◆ **PASSAGE TO READ**:
++++++

Going beyond existing testing methods, Dyson engineers use a breathing manikin (hilariously named Frank) fitted with medical-grade mechanical lungs and sensing equipment, which ‘inhales’ pollution replicating human breathing patterns in a controlled chamber. They then measure the pollution level within the nose and throat to determine the filtration efficacy of those particles which would otherwise end up in Frank’s artificial lung.
Precision-engineered compressors within the earcups draw air through the dual-layer filters, intelligently designed to fit within the considerable space constraints of a headphone.
The negatively charged electrostatic filter media captures ultrafine particles such as allergens, and particles from sources such as brake dust, industry combustion and construction whilst a potassium-enriched carbon layer captures city gas pollutants like NO2 and SO2. The compressor channels the purified air to the wearer’s nose and mouth via the contact-free visor, formed with flexible returns that channel the flow of purified air to the wearer’s nose and mouth.
Dyson Zone air purifying headphone – ear cushions and the science of comfort
Every head on the planet is unique. As Dyson’s first wearable, Dyson engineers had to think about comfort in a new way. Detailed research into head and face geometries meant engineers could measure how the Dyson Zone air purifying headphones would sit on and perform on different heads– informing the clamp force of the headband, the geometry and materials of the visor, the adjustability of the machine and much more.
Taking inspiration from the shape and design of a horse’s saddle, the Dyson Zone is engineered to distribute weight over the sides of the head, rather than on the top. A saddle typically curves over the horse’s spine distributing the load through contact with the areas left and right of the backbone – a format used for the central cushion on the headband.

++++++

◆ **EXERCISE REQUIREMENTS**:
**A.** List the sources of particles that the passage about the Dyson Zone headphones says the electrostatic filter media captures particles from.
**B.** Write the next few sentences of the passage about the Dyson Zone headphones, continuing on from its final sentence.

◆ **DATA SHOWN**:
++++++

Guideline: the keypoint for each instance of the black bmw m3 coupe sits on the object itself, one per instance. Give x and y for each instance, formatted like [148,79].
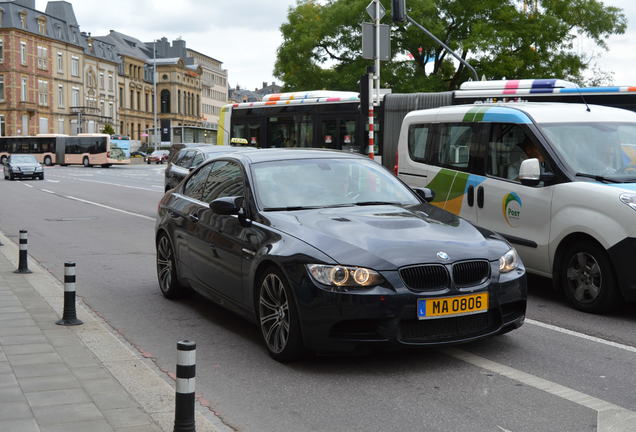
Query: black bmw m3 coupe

++++++

◆ **ANSWERS TO THE EXERCISE**:
**A.** brake dust, industry combustion, construction

**B.**
The development of the ear cushions is important for three reasons: comfort, on-head stability and passive attenuation. Foam is an obvious choice for ear cushions but Dyson engineers dug deep into the make-up of different foams to choose the most suitable material based on density, rate of compression and spring-back rate – all of which change the way pressure translates onto the head. When choosing the optimal foam for the ear and headband cushions, it was important to balance the comfort it provides, its stability when moulded to the ear, but critically the acoustic benefit it provides.
Moulding around the ear increases the size of the contact points providing better sealing – and inhibiting additional urban noise entering the ear. The cushion is purposefully flatter than conventional ear cushions for both attenuation and comfort, and the cushions are angled in line with the angle of the ear on the head for optimal comfort.
Where were the Dyson Zone air purifying headphones created
According to Dyson, the creation of their latest wearable was a team effort by multiple engineers spread across the UK, Singapore, Malaysia and China. The test engineers in the Dyson Malaysia Development Centre took point in ensuring that the Dyson Zone air purifying headphones met the brand’s standards for performance and durability at their test labs in Malaysia as well as testing it in warmer climates and higher humidity locales versus that in the UK. It looks like a very promising wearable indeed and hopefully we get our hands on a test sample soon!